▶ **MATERIAL FOR THE TASK**
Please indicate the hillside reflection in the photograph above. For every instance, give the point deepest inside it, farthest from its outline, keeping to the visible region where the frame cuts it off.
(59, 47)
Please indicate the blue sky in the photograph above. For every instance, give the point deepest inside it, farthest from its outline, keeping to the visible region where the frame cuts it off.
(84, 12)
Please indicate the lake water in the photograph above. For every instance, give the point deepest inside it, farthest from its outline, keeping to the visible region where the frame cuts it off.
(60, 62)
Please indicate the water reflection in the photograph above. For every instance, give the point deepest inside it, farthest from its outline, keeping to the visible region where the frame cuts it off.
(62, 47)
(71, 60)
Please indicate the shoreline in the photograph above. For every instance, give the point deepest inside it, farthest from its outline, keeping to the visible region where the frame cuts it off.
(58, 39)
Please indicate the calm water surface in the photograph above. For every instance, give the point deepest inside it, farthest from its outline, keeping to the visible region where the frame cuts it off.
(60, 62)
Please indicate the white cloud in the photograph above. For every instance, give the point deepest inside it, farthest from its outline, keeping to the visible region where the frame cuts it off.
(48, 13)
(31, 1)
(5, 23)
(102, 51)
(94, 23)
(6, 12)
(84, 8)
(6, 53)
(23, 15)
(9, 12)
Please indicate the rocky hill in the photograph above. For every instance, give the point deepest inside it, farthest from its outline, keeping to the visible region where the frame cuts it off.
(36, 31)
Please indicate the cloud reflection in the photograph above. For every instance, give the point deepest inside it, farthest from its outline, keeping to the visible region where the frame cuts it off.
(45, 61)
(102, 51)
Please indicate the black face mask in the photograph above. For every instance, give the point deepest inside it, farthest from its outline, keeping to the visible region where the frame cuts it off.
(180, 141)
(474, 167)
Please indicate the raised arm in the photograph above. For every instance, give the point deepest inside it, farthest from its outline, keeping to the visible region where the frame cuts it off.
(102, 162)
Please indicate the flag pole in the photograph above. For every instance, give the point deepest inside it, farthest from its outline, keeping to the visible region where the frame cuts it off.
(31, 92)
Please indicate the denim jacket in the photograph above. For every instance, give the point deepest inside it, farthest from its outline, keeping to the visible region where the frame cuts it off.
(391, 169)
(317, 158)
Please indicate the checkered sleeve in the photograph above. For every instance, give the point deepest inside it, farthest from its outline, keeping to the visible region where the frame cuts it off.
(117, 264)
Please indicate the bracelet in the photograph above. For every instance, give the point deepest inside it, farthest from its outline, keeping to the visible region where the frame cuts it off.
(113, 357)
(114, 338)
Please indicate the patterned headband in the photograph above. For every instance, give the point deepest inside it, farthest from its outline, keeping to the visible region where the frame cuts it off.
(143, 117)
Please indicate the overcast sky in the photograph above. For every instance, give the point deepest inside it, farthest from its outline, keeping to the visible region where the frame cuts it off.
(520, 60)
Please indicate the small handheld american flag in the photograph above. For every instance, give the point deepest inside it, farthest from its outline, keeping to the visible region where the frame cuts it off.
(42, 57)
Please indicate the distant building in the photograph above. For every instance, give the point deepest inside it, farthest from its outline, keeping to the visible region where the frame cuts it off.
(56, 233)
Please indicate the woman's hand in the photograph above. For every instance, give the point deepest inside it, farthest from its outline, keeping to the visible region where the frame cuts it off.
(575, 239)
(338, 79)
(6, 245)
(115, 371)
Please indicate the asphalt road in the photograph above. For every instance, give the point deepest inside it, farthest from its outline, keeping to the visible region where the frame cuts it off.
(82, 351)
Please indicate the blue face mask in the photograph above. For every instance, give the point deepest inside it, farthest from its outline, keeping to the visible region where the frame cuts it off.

▶ **ACTION ITEM**
The records shown above must be returned in full, exactly as written.

▶ **YOUR RESPONSE**
Please indicate the hillside reflection in the photograph above. For every instance, give the point deepest inside it, farthest from its outline, keeping to the visible region where the frame cuts it off.
(59, 47)
Please indicate the blue sky in the photograph above. For every instance, give the point deepest inside it, farthest from its outline, keeping to the visible region where the frame cuts it off.
(84, 12)
Please indicate the lake water in the photograph above. For every instance, give the point deepest inside it, farthest from its outline, keeping to the visible region where the frame cuts it off.
(60, 62)
Please indicate the water reflection in the photograph above. For every instance, give the point deepest inside it, farthest from its outline, keeping to the visible region where the frame cuts it off.
(62, 47)
(71, 60)
Please indicate the shoreline in the photograph above. For every instance, give the point deepest inside it, farthest from its outline, keeping to the visible region where the frame cuts it off.
(58, 39)
Please indicate the calm water surface in the photograph above. For every instance, give the point deepest inside it, farthest from its outline, keeping to the visible region where the frame cuts it off.
(60, 62)
Please indicate the white cloud in the photograph above. For every instance, give the point deepest inside it, farthest from its outline, keeping to the visible region where the frame cuts it off.
(48, 13)
(31, 1)
(5, 23)
(102, 51)
(94, 23)
(6, 12)
(84, 8)
(6, 53)
(23, 15)
(9, 12)
Please indicate the rocky hill in the photograph above. For every instance, give the point deepest inside it, farthest from its outline, keeping to the visible region where the frame cuts it off.
(36, 31)
Please indicate the cloud reflection in the photograph above. For every instance, give the point deepest inside it, farthest from its outline, keeping to the visible region where the frame cuts it off.
(45, 61)
(102, 51)
Please indicate the black face mask in the photograph above. For every instance, give the point deepest inside it, farthest from its outline, keeping to the visible region where the frame cuts it off.
(180, 141)
(474, 167)
Please indicate the raised arm in the photograph above. For every instance, give the point deepest inside it, farthest from its outline, keeping to the visible region where the frame cuts it off.
(102, 162)
Please indicate the flag pole in the photograph above. For every instance, give the point deepest inside it, farthest from its outline, keeping to the visible region where the frame cuts it off.
(31, 92)
Please indicate the denim jacket in the photograph above. For every instance, give the point deepest inside it, farthest from its outline, keeping to the visible region where the frame cuts it off.
(391, 169)
(317, 158)
Please indicate the checkered sleeve in the photograph above. For every instance, give the point deepest inside it, farthest from its outline, keeping to the visible region where the frame cuts it off.
(117, 264)
Please indicate the bracelet in the photograph above. For every instance, give the point deepest inside it, farthest from its outline, keeping to the visible region where the frame cuts it off.
(113, 357)
(114, 338)
Please indicate the patterned headband in the photograph above. For every instance, give the point deepest inside it, farthest from its outline, keeping to the visible region where the frame cuts it off.
(143, 117)
Please indicate the overcast sky in the photograph above. For every instance, give the point deepest inside it, farthest from its outline, keeping to the visible region where the frame cuts it off.
(520, 60)
Please indicate the small handheld american flag in the photograph above. For every instance, give the point deepest inside it, farthest from its outline, keeping to the visible region where the frame cuts it off.
(42, 57)
Please indicate the distant building in the photograph above. For every instance, give the point deepest inside it, farthest from its outline, keeping to the visible region where the frame cuts it off.
(56, 233)
Please indicate the woman's hand in the photograph above. For every instance, give the point deepest inside it, farthest from its outline, keeping to the visible region where the frame cuts it off.
(575, 239)
(338, 79)
(6, 245)
(115, 371)
Please indicate the asphalt road in the photograph above. For every instance, give the point deepest inside it, farthest from its outline, keeping to the visible region where the frame cuts it off.
(82, 351)
Please indicate the blue face mask in the photograph above. For every instance, give the point deepest inside it, farthest from its outline, keeping to the visible region where the frame cuts it off.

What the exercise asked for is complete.